━━ TRECHO DO TEXTO
Tribuna – Quando observa o todo da produção da Hilda Hilst, o que lhe vem à cabeça?
Alice Sant’Anna – O interessante da obra dela é que é muito complexa. Se, por um lado, na poesia ela é muito tradicional, com referências às odes e trovas portuguesas, por outro lado, na prosa, ela é muito experimental, explorando não só o conteúdo, mas também a maneira de escrever. Ela mistura poesia, prosa, às vezes aparece o teatro. Experimentalismo é uma palavra que define a prosa da Hilda. E é interessante pensar que a obra dela é aberta para a erudição que aparece nos poemas. Ela consegue ser, ao mesmo, tempo, formal e experimental. E ela é muito independente, não se filiou a nenhuma escola, não fez parte de nenhum grupo. Realmente, viveu à margem dos rótulos.

Qual o lugar da literatura erótica na produção dela?
━━━━
• EXERCÍCIO BREVE A:
Filtre os registros e copie cada linha em que aparece a palavra "this".
O texto e os registros não têm nenhuma relação entre si.
━━ REGISTROS DO EXERCÍCIO
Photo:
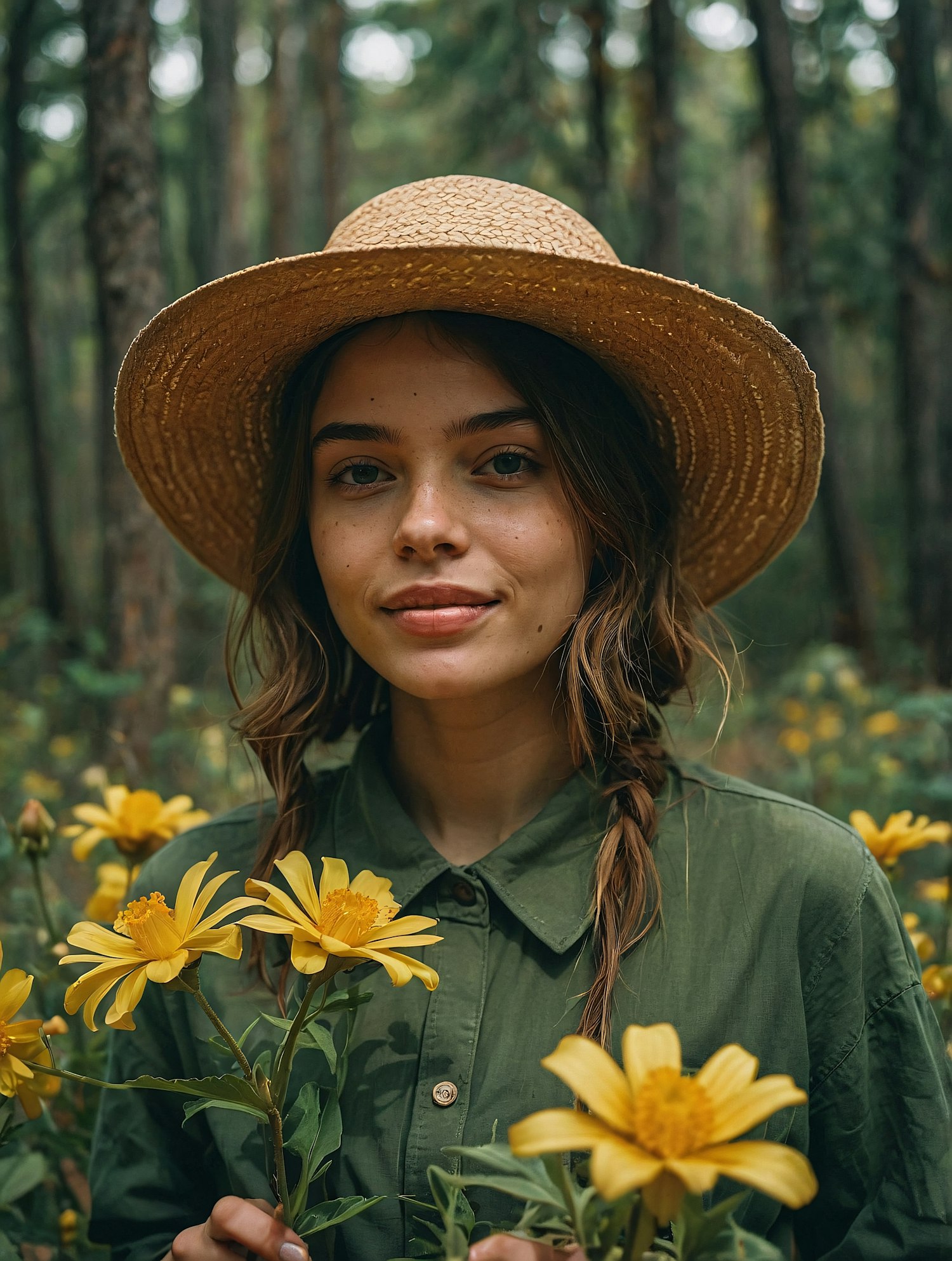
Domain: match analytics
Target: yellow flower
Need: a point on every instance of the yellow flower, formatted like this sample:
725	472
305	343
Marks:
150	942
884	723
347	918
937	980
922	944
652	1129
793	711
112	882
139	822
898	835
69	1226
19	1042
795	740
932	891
━━━━
━━ REGISTROS DO EXERCÍCIO
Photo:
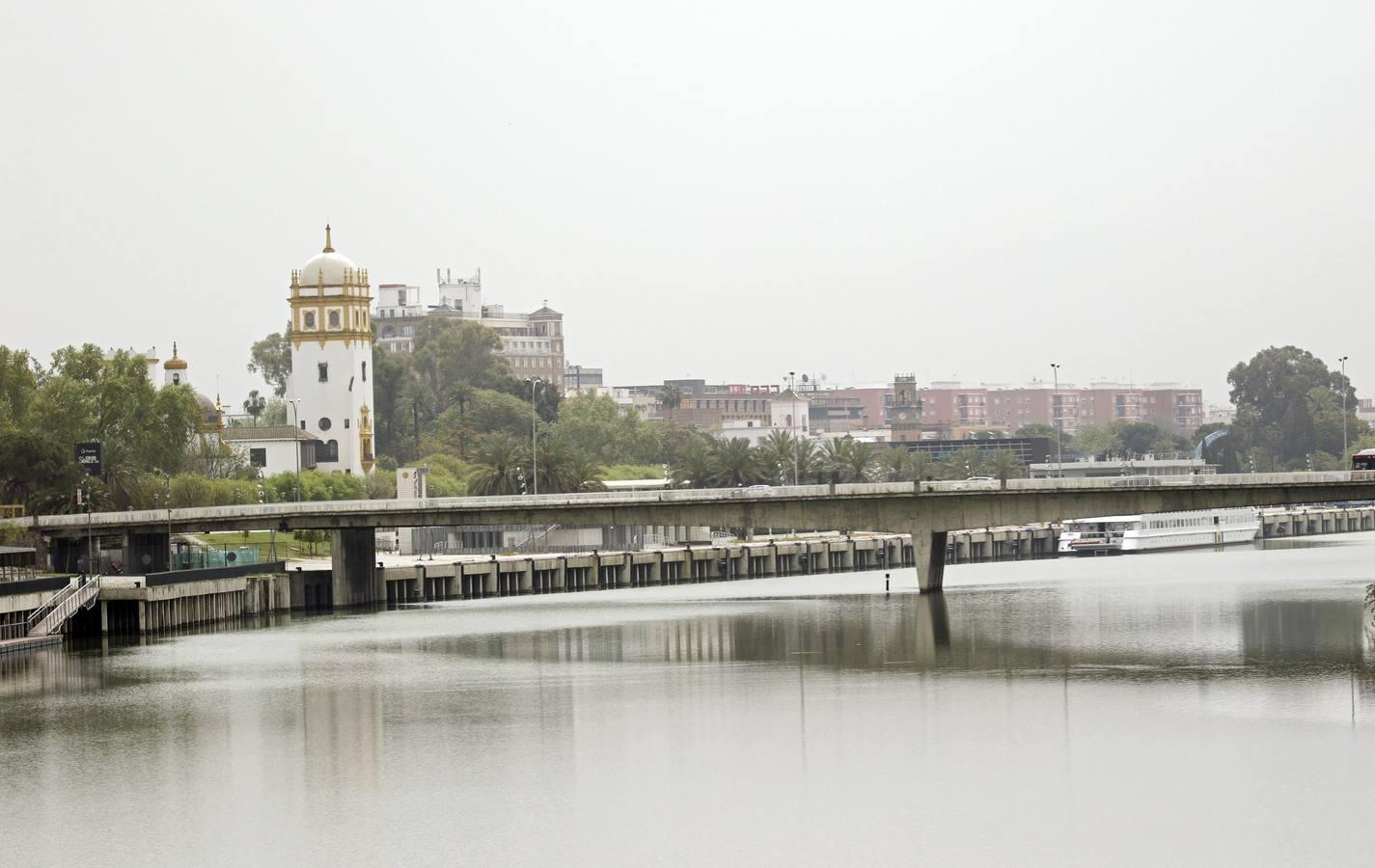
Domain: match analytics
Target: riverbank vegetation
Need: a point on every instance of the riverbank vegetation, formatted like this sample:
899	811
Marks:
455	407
━━━━
• EXERCÍCIO BREVE B:
De acordo com o texto sobre Hilda Hilst, qual palavra define a prosa da autora?

• SOLUÇÃO DA TAREFA A:
Need: a point on every instance of the yellow flower, formatted like this sample:
Need: a point on every instance of the riverbank vegetation, formatted like this sample:

• SOLUÇÃO DA TAREFA B:
Experimentalismo.